• _Try it_: Print each record that follows exactly, leaving the pictures behind.

*** Begin section ***

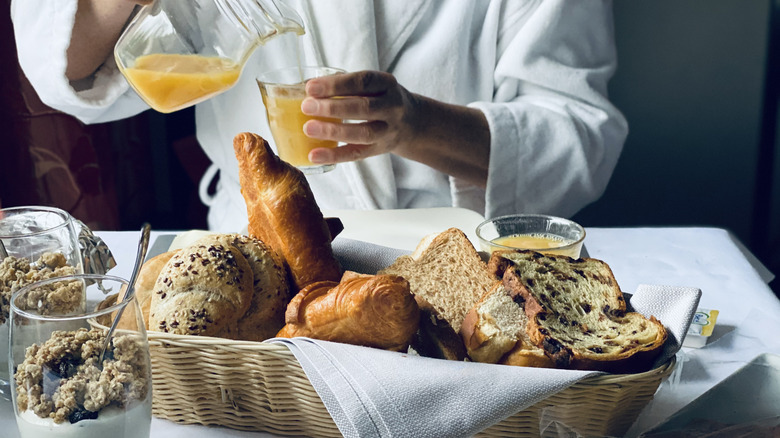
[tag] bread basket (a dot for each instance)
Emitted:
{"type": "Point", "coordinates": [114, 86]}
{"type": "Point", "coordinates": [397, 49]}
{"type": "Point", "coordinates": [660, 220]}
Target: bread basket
{"type": "Point", "coordinates": [261, 387]}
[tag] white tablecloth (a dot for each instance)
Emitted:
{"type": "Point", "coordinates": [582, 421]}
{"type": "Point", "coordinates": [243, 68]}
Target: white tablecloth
{"type": "Point", "coordinates": [706, 258]}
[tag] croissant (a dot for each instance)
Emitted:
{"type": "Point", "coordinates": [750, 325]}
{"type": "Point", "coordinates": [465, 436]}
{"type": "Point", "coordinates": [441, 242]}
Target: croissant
{"type": "Point", "coordinates": [283, 212]}
{"type": "Point", "coordinates": [371, 310]}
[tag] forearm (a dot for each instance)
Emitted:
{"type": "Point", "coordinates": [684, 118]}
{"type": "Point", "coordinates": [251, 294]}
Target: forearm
{"type": "Point", "coordinates": [96, 29]}
{"type": "Point", "coordinates": [453, 139]}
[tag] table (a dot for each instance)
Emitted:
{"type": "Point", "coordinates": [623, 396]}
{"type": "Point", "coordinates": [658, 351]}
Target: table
{"type": "Point", "coordinates": [711, 259]}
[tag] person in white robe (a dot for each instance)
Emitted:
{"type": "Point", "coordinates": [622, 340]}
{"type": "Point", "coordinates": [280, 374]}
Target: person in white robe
{"type": "Point", "coordinates": [499, 106]}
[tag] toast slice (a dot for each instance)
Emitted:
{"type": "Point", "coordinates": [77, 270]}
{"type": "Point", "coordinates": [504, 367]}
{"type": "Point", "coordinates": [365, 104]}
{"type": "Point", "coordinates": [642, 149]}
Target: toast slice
{"type": "Point", "coordinates": [447, 277]}
{"type": "Point", "coordinates": [576, 312]}
{"type": "Point", "coordinates": [494, 331]}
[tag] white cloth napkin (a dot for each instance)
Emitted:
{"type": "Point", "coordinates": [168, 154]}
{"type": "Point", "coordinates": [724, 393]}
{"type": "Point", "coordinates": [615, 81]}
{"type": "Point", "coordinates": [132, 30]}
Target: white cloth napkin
{"type": "Point", "coordinates": [372, 392]}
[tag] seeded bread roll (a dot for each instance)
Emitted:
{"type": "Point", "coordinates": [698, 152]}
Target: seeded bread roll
{"type": "Point", "coordinates": [204, 289]}
{"type": "Point", "coordinates": [147, 277]}
{"type": "Point", "coordinates": [577, 314]}
{"type": "Point", "coordinates": [265, 315]}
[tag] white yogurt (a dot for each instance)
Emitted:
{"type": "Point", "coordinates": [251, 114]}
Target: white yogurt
{"type": "Point", "coordinates": [111, 422]}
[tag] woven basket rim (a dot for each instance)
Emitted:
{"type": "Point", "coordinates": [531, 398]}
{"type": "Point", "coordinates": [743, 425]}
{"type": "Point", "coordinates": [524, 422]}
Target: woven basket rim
{"type": "Point", "coordinates": [209, 341]}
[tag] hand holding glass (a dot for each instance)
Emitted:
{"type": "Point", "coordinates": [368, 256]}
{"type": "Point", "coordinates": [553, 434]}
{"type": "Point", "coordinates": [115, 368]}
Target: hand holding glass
{"type": "Point", "coordinates": [283, 91]}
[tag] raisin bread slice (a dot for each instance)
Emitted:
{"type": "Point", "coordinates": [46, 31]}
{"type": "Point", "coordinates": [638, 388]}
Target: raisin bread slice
{"type": "Point", "coordinates": [577, 314]}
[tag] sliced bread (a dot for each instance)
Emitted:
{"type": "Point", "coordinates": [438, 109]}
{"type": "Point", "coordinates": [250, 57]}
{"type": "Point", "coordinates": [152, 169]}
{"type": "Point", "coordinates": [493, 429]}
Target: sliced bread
{"type": "Point", "coordinates": [576, 312]}
{"type": "Point", "coordinates": [494, 331]}
{"type": "Point", "coordinates": [446, 275]}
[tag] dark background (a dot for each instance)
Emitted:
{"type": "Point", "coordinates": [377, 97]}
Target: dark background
{"type": "Point", "coordinates": [697, 81]}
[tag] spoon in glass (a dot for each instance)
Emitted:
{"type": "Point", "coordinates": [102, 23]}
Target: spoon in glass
{"type": "Point", "coordinates": [143, 244]}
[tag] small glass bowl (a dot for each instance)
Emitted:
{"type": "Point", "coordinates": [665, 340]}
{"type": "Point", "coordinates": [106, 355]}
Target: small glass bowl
{"type": "Point", "coordinates": [537, 232]}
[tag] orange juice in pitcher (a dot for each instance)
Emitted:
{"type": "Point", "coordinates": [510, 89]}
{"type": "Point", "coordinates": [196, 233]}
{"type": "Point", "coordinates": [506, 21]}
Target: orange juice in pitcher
{"type": "Point", "coordinates": [170, 82]}
{"type": "Point", "coordinates": [177, 53]}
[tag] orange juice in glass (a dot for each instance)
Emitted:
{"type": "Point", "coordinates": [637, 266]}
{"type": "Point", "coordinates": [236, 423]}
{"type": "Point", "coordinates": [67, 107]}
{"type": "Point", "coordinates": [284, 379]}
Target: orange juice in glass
{"type": "Point", "coordinates": [283, 91]}
{"type": "Point", "coordinates": [170, 82]}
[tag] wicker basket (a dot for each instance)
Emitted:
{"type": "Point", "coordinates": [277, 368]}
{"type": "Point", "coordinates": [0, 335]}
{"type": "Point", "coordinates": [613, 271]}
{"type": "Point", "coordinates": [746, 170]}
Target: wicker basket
{"type": "Point", "coordinates": [261, 387]}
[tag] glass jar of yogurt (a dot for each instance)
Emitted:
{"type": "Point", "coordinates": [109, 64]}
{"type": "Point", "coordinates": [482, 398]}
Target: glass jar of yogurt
{"type": "Point", "coordinates": [63, 384]}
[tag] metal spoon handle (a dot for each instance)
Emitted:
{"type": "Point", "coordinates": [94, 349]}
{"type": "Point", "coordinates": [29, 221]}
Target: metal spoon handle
{"type": "Point", "coordinates": [143, 244]}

*** End section ***

• _Exercise solution_:
[tag] bread basket (a dot for each instance)
Emitted:
{"type": "Point", "coordinates": [114, 86]}
{"type": "Point", "coordinates": [397, 49]}
{"type": "Point", "coordinates": [660, 220]}
Target: bread basket
{"type": "Point", "coordinates": [261, 387]}
[tag] white tablecloth (a dot for each instance)
Emitted:
{"type": "Point", "coordinates": [582, 421]}
{"type": "Point", "coordinates": [243, 68]}
Target: white tablecloth
{"type": "Point", "coordinates": [706, 258]}
[tag] croissant (a dot for each instance)
Emitted:
{"type": "Point", "coordinates": [750, 325]}
{"type": "Point", "coordinates": [465, 436]}
{"type": "Point", "coordinates": [441, 242]}
Target: croissant
{"type": "Point", "coordinates": [283, 212]}
{"type": "Point", "coordinates": [371, 310]}
[tag] forearm (a dot for each instance)
Emitted:
{"type": "Point", "coordinates": [684, 118]}
{"type": "Point", "coordinates": [251, 294]}
Target: forearm
{"type": "Point", "coordinates": [96, 29]}
{"type": "Point", "coordinates": [453, 139]}
[tag] table (a dot for each instance)
Emitted:
{"type": "Point", "coordinates": [623, 396]}
{"type": "Point", "coordinates": [658, 351]}
Target: table
{"type": "Point", "coordinates": [711, 259]}
[tag] person in white robe (a dot for each instance)
Emitted:
{"type": "Point", "coordinates": [622, 340]}
{"type": "Point", "coordinates": [280, 374]}
Target: person in white robe
{"type": "Point", "coordinates": [499, 106]}
[tag] toast slice (a dot for each instance)
Emitted:
{"type": "Point", "coordinates": [77, 270]}
{"type": "Point", "coordinates": [504, 367]}
{"type": "Point", "coordinates": [365, 104]}
{"type": "Point", "coordinates": [642, 149]}
Target: toast slice
{"type": "Point", "coordinates": [447, 277]}
{"type": "Point", "coordinates": [576, 312]}
{"type": "Point", "coordinates": [494, 331]}
[tag] white cloth napkin (a dot for each instance)
Emitted:
{"type": "Point", "coordinates": [168, 154]}
{"type": "Point", "coordinates": [724, 393]}
{"type": "Point", "coordinates": [615, 81]}
{"type": "Point", "coordinates": [132, 30]}
Target: white cloth napkin
{"type": "Point", "coordinates": [372, 392]}
[tag] seeded bread roll (a dot for each instance)
Emitted:
{"type": "Point", "coordinates": [698, 152]}
Target: seeded bread roll
{"type": "Point", "coordinates": [204, 289]}
{"type": "Point", "coordinates": [147, 277]}
{"type": "Point", "coordinates": [577, 314]}
{"type": "Point", "coordinates": [265, 315]}
[tag] white yogurt (a dot for each instance)
Emitted:
{"type": "Point", "coordinates": [251, 114]}
Target: white yogurt
{"type": "Point", "coordinates": [111, 422]}
[tag] woven basket rim (a dot for each instance)
Emitted:
{"type": "Point", "coordinates": [531, 398]}
{"type": "Point", "coordinates": [743, 425]}
{"type": "Point", "coordinates": [524, 422]}
Target: woven basket rim
{"type": "Point", "coordinates": [209, 341]}
[tag] hand holding glass (a dot for each instance)
Emitted:
{"type": "Point", "coordinates": [368, 256]}
{"type": "Point", "coordinates": [553, 434]}
{"type": "Point", "coordinates": [115, 368]}
Target: hand holding glass
{"type": "Point", "coordinates": [283, 91]}
[tag] raisin bread slice (a dot for each instance)
Emitted:
{"type": "Point", "coordinates": [46, 31]}
{"type": "Point", "coordinates": [638, 388]}
Target: raisin bread slice
{"type": "Point", "coordinates": [577, 314]}
[tag] sliced bread (a dot for each instance)
Emitted:
{"type": "Point", "coordinates": [438, 109]}
{"type": "Point", "coordinates": [250, 57]}
{"type": "Point", "coordinates": [152, 169]}
{"type": "Point", "coordinates": [493, 429]}
Target: sliced bread
{"type": "Point", "coordinates": [576, 312]}
{"type": "Point", "coordinates": [494, 331]}
{"type": "Point", "coordinates": [446, 275]}
[tag] dark background (a dot for each instance)
Emitted:
{"type": "Point", "coordinates": [377, 97]}
Target: dark background
{"type": "Point", "coordinates": [697, 81]}
[tag] spoon in glass (a dot for each instance)
Emitted:
{"type": "Point", "coordinates": [102, 23]}
Target: spoon in glass
{"type": "Point", "coordinates": [143, 244]}
[tag] small glass bowl (a dot for each instance)
Emitted:
{"type": "Point", "coordinates": [665, 340]}
{"type": "Point", "coordinates": [106, 355]}
Target: small glass bowl
{"type": "Point", "coordinates": [537, 232]}
[tag] orange juice in pitcher (a dot for each instance)
Emitted:
{"type": "Point", "coordinates": [510, 89]}
{"type": "Point", "coordinates": [196, 233]}
{"type": "Point", "coordinates": [506, 21]}
Target: orange juice in pitcher
{"type": "Point", "coordinates": [170, 82]}
{"type": "Point", "coordinates": [177, 53]}
[tag] orange juice in glass (a dot for each instance)
Emitted:
{"type": "Point", "coordinates": [637, 266]}
{"type": "Point", "coordinates": [236, 423]}
{"type": "Point", "coordinates": [67, 107]}
{"type": "Point", "coordinates": [284, 379]}
Target: orange juice in glass
{"type": "Point", "coordinates": [283, 91]}
{"type": "Point", "coordinates": [170, 82]}
[tag] wicker basket (a dot for each instance)
Emitted:
{"type": "Point", "coordinates": [277, 368]}
{"type": "Point", "coordinates": [0, 335]}
{"type": "Point", "coordinates": [613, 271]}
{"type": "Point", "coordinates": [746, 170]}
Target: wicker basket
{"type": "Point", "coordinates": [261, 387]}
[tag] glass jar of yogurt (a dot for each instance)
Emitted:
{"type": "Point", "coordinates": [109, 64]}
{"type": "Point", "coordinates": [482, 398]}
Target: glass jar of yogurt
{"type": "Point", "coordinates": [63, 384]}
[tag] metal spoon handle (a dot for each instance)
Emitted:
{"type": "Point", "coordinates": [94, 349]}
{"type": "Point", "coordinates": [29, 221]}
Target: metal spoon handle
{"type": "Point", "coordinates": [143, 244]}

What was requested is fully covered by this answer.